Dicho artículo se titula «Querido alumno universitario de grado: Te estamos engañando». Vaya, su autor, Daniel Arias-Aranda, profesor de la Universidad de Granada, empieza fuerte; ahí, sacando el puño americano a pasear sin correa. Pero, aunque por un lado le doy la razón, por otra se la quito, porque refiere situaciones que califica de actuales y deleznables, pero que yo ya viví como alumno universitario en su día (1999-2004).
En ciertos momentos, su columna suda de deliciosa ingenuidad.
Arias-Aranda ejerce la profesión desde el curso 1997/98, cuando contaba con tan solo 25 años. Este detalle me ha parecido tronchante, porque me ha hecho rememorar los rostros de aquellos imberbes adjuntos o como se los llamara, muchos de ellos con el puesto ganado gracias a su ancha lengua (que no labia) y otros atributos. Los mismos que a veces nos daban clase y a los que tomábamos el pelo porque muchos de mis compañeros gastaban más años en el carné de identidad que ellos. Les tomábamos el pelo y resultaba que eran los más buenazos, lo que se traducía en clases sin sentido y exámenes que los superaría hasta un niño de EGB. Por suerte, sus apariciones eran tan extrañas como el dar con un honrado en el Congreso de los Diputados. Al final, generamos mayor querencia por los dinosaurios que nos trataban con dureza, pero con justicia, como el desaparecido Javier Caño; aquellos que nos decían a la cara que no estudiábamos ni una mierda comparado con lo que ellos lo hicieron en tiempos y que, cuando saliéramos, íbamos a saber lo que era chapar si queríamos vivir del Derecho. Pero me estoy yendo por las ramas.
Lo primero de lo que Arias-Aranda amargamente se lamenta es de los grupos de alumnos a los que se enfrenta cada día. De aquellas aulas en las que no cabía ni una chinche más, ha pasado a contar con un total de cincuenta alumnos matriculados, con una asistencia regular de un 30%, siendo que los que se dejan caer por “la jaula” están todos pertrechados de ordenador portátil, móvil y otras rarezas no tan raras. Confiesa que se sabe mejor las marcas de sus dispositivos que sus rasgos faciales.

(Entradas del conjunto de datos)
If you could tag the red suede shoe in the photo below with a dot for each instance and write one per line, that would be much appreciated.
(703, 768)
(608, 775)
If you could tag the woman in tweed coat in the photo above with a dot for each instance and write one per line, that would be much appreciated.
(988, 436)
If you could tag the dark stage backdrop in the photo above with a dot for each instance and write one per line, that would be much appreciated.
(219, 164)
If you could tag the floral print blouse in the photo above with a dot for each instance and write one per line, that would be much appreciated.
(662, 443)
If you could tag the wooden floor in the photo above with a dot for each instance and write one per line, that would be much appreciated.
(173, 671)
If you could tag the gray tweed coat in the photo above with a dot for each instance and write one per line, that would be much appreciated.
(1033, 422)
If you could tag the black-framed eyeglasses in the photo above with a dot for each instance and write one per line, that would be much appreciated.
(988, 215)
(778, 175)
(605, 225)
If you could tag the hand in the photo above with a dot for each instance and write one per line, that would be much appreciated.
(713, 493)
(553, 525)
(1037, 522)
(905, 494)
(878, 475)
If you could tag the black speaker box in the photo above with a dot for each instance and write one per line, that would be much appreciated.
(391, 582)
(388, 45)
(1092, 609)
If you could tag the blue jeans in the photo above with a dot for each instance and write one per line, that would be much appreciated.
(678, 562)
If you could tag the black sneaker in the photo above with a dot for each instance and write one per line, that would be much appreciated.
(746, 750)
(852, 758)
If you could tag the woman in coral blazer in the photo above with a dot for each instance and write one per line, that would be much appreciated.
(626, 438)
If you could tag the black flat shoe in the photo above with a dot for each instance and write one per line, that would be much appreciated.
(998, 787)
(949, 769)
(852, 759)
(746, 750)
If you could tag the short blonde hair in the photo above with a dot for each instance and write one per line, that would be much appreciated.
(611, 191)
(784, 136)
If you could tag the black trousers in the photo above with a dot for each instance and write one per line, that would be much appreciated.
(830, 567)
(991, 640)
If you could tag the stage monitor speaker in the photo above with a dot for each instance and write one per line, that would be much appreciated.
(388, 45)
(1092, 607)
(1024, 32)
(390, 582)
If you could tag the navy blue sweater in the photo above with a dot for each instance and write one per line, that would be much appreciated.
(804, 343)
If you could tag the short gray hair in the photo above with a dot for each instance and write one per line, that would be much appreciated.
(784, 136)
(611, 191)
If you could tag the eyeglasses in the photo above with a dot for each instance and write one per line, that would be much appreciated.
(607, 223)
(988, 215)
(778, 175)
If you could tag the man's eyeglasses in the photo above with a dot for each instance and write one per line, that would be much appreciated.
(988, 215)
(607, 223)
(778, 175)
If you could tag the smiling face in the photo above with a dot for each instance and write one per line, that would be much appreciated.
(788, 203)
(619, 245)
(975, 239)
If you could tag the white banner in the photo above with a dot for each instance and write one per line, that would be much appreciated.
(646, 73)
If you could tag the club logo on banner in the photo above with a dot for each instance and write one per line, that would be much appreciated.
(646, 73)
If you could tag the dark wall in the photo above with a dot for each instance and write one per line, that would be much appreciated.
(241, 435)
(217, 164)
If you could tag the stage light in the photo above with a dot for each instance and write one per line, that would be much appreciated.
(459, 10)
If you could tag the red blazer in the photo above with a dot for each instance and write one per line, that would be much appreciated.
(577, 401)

Enunciado 1: Indica si cada una de estas afirmaciones concuerda con el extracto: (a) Arias-Aranda empezó a ejercer la profesión con 25 años; (b) tiene cien alumnos matriculados; (c) la asistencia regular a sus clases es de un 30 %. Responde sí o no y cita literalmente las palabras del extracto que lo deciden.
Enunciado 2: Devuelve sin ningún cambio el tramo del extracto que va desde «Dicho artículo se» hasta «de deliciosa ingenuidad.».
Las entradas no intervienen en esto.

Respuesta completa 1:
(a) Sí: «cuando contaba con tan solo 25 años».
(b) No: «un total de cincuenta alumnos matriculados».
(c) Sí: «con una asistencia regular de un 30%».

Respuesta completa 2:
Dicho artículo se titula «Querido alumno universitario de grado: Te estamos engañando». Vaya, su autor, Daniel Arias-Aranda, profesor de la Universidad de Granada, empieza fuerte; ahí, sacando el puño americano a pasear sin correa. Pero, aunque por un lado le doy la razón, por otra se la quito, porque refiere situaciones que califica de actuales y deleznables, pero que yo ya viví como alumno universitario en su día (1999-2004).
En ciertos momentos, su columna suda de deliciosa ingenuidad.